## EXERCISE REQUIREMENTS
Return every line of the items below that contains the word "leaf", copied in full.

*** DATA FOR PROCESSING

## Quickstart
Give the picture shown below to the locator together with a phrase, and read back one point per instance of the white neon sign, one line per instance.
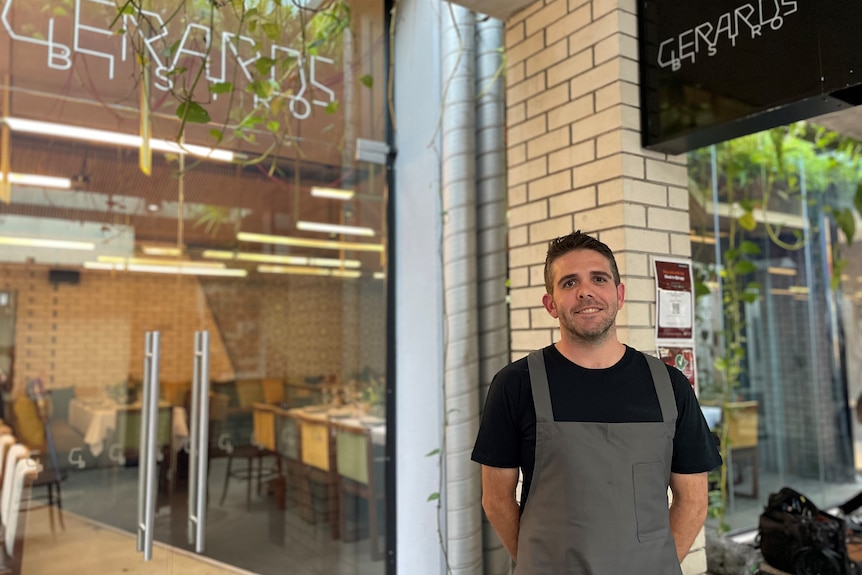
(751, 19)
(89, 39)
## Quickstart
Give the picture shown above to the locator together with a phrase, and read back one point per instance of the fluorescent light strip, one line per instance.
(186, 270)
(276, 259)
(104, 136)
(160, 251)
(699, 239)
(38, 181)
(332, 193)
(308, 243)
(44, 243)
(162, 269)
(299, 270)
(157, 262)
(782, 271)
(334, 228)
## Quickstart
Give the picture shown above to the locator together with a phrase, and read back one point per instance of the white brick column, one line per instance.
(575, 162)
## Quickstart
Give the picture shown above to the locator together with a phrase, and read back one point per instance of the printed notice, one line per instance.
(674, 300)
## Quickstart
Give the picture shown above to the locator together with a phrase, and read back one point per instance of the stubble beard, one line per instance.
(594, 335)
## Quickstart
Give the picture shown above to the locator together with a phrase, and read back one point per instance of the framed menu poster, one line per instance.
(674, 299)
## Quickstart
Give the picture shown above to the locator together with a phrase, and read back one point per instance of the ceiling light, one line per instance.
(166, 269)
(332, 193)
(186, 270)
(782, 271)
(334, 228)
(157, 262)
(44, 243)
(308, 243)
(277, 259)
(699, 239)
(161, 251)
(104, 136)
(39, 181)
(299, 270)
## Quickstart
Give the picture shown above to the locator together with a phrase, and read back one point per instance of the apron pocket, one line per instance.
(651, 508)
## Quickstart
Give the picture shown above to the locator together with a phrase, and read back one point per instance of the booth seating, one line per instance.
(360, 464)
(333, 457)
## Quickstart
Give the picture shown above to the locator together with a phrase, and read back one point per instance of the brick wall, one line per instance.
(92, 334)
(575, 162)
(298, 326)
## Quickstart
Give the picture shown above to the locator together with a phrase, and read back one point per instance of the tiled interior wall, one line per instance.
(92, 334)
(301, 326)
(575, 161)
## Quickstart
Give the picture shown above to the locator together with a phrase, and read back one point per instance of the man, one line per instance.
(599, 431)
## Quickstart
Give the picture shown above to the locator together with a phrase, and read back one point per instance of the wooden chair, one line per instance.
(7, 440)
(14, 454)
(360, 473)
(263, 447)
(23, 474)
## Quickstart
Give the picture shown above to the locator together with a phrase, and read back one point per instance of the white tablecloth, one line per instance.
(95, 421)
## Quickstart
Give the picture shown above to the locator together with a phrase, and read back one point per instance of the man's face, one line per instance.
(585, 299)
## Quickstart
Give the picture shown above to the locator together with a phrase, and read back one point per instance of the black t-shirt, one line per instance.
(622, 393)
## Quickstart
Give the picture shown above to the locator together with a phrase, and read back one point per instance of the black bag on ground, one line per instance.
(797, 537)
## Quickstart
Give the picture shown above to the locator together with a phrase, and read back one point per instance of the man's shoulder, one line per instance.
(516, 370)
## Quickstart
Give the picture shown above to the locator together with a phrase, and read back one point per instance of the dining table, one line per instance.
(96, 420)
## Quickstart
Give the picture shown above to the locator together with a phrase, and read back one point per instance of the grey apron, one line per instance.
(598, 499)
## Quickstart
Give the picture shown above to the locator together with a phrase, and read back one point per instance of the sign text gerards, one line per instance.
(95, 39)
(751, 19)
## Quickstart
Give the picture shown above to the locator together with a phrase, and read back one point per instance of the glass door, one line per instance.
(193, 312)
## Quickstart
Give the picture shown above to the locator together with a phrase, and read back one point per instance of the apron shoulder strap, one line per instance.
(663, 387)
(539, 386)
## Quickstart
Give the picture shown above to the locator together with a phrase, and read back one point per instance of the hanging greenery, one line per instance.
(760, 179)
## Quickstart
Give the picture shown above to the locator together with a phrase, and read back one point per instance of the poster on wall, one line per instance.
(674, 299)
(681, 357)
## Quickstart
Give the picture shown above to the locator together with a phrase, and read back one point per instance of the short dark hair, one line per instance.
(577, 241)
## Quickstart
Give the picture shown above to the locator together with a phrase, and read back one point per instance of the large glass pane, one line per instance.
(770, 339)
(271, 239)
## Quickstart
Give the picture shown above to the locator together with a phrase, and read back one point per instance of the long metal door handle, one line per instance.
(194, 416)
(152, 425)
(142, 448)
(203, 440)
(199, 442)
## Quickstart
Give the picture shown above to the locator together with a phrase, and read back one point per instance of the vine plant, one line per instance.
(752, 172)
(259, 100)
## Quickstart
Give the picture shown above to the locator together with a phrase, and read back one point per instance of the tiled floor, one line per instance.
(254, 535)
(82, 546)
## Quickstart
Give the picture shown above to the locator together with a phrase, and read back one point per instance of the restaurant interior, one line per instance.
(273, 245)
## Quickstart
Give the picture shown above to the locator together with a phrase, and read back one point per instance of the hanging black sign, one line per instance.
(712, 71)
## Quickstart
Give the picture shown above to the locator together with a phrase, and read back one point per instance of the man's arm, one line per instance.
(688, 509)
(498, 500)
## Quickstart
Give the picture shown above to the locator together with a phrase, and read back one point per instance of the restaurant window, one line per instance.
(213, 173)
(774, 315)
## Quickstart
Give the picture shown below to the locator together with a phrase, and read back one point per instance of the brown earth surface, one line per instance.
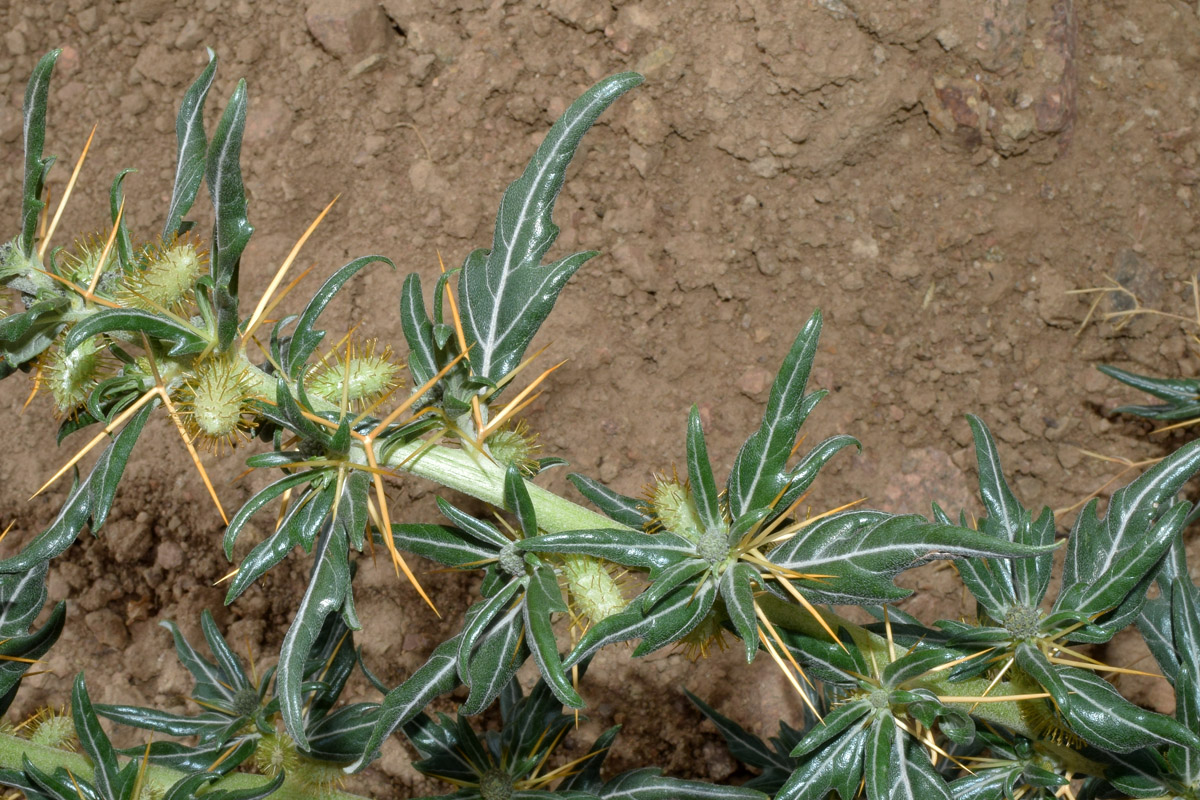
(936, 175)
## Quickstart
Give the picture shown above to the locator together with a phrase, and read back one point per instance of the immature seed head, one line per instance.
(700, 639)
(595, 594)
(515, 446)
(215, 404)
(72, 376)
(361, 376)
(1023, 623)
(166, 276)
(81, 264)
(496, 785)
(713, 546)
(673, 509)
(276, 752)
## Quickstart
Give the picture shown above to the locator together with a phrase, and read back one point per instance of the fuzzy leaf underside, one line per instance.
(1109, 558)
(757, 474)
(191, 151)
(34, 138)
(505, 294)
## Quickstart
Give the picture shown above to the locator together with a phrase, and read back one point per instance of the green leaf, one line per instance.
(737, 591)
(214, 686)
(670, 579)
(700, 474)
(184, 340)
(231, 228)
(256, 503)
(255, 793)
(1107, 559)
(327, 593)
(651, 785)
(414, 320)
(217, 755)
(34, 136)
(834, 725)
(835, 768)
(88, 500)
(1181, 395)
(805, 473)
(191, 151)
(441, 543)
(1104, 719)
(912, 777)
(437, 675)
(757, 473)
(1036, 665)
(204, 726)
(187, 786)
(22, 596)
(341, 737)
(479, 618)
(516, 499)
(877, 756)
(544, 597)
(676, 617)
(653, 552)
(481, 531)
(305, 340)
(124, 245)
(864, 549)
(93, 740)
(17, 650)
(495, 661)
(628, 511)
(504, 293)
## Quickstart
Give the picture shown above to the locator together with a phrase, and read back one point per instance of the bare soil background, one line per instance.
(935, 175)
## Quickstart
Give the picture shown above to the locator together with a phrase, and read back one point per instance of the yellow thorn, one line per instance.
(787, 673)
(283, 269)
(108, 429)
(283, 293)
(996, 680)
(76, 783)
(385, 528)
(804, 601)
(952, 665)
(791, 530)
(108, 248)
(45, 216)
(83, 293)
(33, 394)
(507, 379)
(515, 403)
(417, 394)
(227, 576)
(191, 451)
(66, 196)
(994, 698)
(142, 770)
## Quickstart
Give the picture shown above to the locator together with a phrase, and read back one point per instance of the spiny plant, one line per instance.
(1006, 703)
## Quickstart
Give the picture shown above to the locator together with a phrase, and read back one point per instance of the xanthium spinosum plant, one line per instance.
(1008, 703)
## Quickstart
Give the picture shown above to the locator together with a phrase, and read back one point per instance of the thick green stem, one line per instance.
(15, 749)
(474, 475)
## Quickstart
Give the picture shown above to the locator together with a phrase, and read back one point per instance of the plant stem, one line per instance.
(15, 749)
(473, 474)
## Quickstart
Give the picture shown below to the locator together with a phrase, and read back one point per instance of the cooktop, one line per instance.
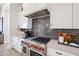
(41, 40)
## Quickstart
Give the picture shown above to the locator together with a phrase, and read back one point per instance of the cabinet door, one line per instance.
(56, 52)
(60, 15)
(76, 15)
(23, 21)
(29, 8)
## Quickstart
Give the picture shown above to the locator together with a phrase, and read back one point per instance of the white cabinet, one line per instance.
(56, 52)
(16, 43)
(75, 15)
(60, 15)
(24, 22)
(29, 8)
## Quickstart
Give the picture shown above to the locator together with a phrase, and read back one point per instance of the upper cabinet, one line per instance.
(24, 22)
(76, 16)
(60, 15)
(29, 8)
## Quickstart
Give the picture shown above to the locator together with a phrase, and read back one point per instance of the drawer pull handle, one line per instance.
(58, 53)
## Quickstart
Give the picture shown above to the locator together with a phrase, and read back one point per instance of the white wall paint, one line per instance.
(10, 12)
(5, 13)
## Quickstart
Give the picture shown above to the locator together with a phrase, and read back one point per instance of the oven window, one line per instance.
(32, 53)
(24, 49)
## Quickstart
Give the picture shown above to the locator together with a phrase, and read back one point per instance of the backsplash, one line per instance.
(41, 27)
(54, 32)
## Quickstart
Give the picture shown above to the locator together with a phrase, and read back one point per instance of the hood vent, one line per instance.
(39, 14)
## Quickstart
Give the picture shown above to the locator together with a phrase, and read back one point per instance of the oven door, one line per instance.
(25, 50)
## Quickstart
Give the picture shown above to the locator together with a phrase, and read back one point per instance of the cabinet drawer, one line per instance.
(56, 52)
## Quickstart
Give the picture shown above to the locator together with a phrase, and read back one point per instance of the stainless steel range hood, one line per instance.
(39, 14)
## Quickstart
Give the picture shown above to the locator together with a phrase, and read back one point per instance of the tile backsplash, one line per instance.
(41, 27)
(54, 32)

******

## ANSWER IN FULL
Give the picture shown above to the locator together with a phrase, and read back one point per instance of the fuzzy leaf underside, one line per instance.
Give the picture shown above to the locator together with a phrase, and read back one point per instance of the green leaf, one line per instance.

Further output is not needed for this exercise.